Assignment: Please copy all of the entries below verbatim, keeping every line unchanged.

########################################

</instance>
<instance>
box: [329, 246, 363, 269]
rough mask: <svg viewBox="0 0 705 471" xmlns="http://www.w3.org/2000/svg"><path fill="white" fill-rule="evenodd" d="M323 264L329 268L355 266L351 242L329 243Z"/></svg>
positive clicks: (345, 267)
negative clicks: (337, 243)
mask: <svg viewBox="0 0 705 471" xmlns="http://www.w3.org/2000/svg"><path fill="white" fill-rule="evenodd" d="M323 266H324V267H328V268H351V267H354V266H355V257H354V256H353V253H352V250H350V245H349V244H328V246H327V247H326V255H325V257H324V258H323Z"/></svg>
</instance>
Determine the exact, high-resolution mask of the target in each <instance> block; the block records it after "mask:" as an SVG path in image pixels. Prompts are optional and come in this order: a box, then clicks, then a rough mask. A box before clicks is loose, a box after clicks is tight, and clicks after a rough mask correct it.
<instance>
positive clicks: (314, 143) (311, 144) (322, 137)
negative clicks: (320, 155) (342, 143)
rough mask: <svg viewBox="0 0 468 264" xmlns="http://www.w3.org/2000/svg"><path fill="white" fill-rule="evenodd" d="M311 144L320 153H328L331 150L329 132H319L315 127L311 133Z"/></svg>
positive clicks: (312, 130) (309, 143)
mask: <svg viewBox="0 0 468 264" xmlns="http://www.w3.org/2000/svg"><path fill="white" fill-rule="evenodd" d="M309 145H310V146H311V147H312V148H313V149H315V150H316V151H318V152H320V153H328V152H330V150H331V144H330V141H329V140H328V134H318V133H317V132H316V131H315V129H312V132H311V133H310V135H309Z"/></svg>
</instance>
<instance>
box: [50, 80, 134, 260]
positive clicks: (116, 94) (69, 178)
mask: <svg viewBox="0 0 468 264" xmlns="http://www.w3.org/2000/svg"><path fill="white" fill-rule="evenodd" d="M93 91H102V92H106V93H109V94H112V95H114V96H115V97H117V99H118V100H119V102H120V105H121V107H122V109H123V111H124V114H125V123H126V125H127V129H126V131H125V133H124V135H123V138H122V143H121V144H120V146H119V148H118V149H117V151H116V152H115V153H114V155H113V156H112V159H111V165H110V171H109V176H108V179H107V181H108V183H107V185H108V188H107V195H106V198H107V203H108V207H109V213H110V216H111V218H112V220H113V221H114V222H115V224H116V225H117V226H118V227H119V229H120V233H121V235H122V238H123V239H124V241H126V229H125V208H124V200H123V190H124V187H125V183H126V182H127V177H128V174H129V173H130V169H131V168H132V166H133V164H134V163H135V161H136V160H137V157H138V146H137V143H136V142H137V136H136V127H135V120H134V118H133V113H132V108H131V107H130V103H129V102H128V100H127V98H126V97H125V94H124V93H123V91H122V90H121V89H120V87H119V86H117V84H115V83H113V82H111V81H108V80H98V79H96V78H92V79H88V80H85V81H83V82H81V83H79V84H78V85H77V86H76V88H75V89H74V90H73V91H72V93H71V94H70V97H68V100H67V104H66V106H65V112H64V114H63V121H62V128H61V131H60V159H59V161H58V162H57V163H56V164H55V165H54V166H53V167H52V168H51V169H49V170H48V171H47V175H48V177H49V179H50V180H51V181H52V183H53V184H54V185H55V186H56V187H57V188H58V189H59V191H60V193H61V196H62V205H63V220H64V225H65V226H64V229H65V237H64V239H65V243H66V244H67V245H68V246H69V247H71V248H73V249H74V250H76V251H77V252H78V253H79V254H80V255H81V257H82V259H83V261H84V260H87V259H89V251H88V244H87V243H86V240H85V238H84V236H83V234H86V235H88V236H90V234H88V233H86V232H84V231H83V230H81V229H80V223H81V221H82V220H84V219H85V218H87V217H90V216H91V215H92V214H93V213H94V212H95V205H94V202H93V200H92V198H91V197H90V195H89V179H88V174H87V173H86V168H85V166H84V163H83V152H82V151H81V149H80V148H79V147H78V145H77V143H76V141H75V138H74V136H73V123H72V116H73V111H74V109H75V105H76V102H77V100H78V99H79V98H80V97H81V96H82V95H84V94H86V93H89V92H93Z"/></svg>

########################################

Solution to the exercise:
</instance>
<instance>
box: [329, 246, 363, 269]
rough mask: <svg viewBox="0 0 705 471" xmlns="http://www.w3.org/2000/svg"><path fill="white" fill-rule="evenodd" d="M323 264L329 268L355 266L351 242L329 243Z"/></svg>
positive clicks: (345, 267)
negative clicks: (337, 243)
mask: <svg viewBox="0 0 705 471" xmlns="http://www.w3.org/2000/svg"><path fill="white" fill-rule="evenodd" d="M323 266H324V267H328V268H351V267H354V266H355V257H354V256H353V253H352V250H350V245H349V244H328V246H327V247H326V255H325V257H324V258H323Z"/></svg>
</instance>
Determine the exact, high-resolution mask of the target in each <instance> block; the block records it after "mask:" as an SVG path in image pixels. Prompts are optional and come in this order: a box, then clicks, then a rough mask. A box before clicks is loose, a box after clicks is tight, and clicks after a rough mask correct it.
<instance>
positive clicks: (314, 143) (311, 144) (322, 137)
negative clicks: (320, 155) (342, 143)
rough mask: <svg viewBox="0 0 468 264" xmlns="http://www.w3.org/2000/svg"><path fill="white" fill-rule="evenodd" d="M311 144L320 153H328L331 150L329 132H319L315 127L311 133Z"/></svg>
positive clicks: (312, 130) (309, 143)
mask: <svg viewBox="0 0 468 264" xmlns="http://www.w3.org/2000/svg"><path fill="white" fill-rule="evenodd" d="M309 145H310V146H311V147H312V148H313V149H315V150H316V151H318V152H320V153H328V152H330V150H331V144H330V141H329V140H328V134H318V133H317V132H316V131H315V129H312V132H311V133H310V135H309Z"/></svg>
</instance>
<instance>
box: [50, 80, 134, 260]
positive clicks: (116, 94) (69, 178)
mask: <svg viewBox="0 0 468 264" xmlns="http://www.w3.org/2000/svg"><path fill="white" fill-rule="evenodd" d="M93 91H102V92H106V93H109V94H112V95H114V96H115V97H117V99H118V100H119V102H120V105H121V107H122V109H123V111H124V114H125V123H126V125H127V129H126V131H125V133H124V135H123V138H122V143H121V144H120V146H119V148H118V149H117V151H116V152H115V153H114V155H113V156H112V159H111V165H110V171H109V176H108V179H107V181H108V183H107V185H108V188H107V195H106V198H107V203H108V207H109V213H110V216H111V218H112V220H113V221H114V222H115V224H116V225H117V226H118V227H119V229H120V233H121V235H122V238H123V239H124V241H126V229H125V208H124V200H123V190H124V187H125V183H126V182H127V177H128V174H129V173H130V169H131V168H132V166H133V164H134V163H135V161H136V160H137V157H138V146H137V143H136V142H137V136H136V127H135V120H134V118H133V113H132V108H131V107H130V103H129V102H128V100H127V98H126V97H125V94H124V93H123V91H122V90H121V89H120V87H119V86H117V84H115V83H113V82H111V81H108V80H98V79H96V78H92V79H88V80H85V81H83V82H81V83H79V84H78V85H77V86H76V88H75V89H74V90H73V91H72V93H71V94H70V97H68V100H67V104H66V106H65V112H64V114H63V121H62V128H61V131H60V159H59V161H58V162H57V163H56V164H55V165H54V166H53V167H52V168H51V169H49V170H48V171H47V175H48V177H49V179H50V180H51V181H52V183H53V184H54V185H55V186H56V187H57V188H58V189H59V191H60V193H61V196H62V205H63V220H64V225H65V226H64V229H65V237H64V239H65V243H66V244H67V245H68V246H69V247H71V248H73V249H74V250H76V251H77V252H78V253H79V254H80V255H81V257H82V259H83V261H84V260H87V259H89V251H88V244H87V243H86V240H85V238H84V236H83V234H86V235H88V236H90V234H88V233H86V232H84V231H83V230H81V229H80V223H81V221H82V220H84V219H85V218H87V217H90V216H91V215H92V214H93V213H94V212H95V205H94V202H93V200H92V198H91V197H90V195H89V179H88V174H87V173H86V168H85V166H84V163H83V152H82V151H81V149H80V148H79V147H78V145H77V143H76V141H75V138H74V136H73V123H72V116H73V111H74V109H75V105H76V102H77V100H78V99H79V98H80V97H81V96H82V95H84V94H86V93H89V92H93Z"/></svg>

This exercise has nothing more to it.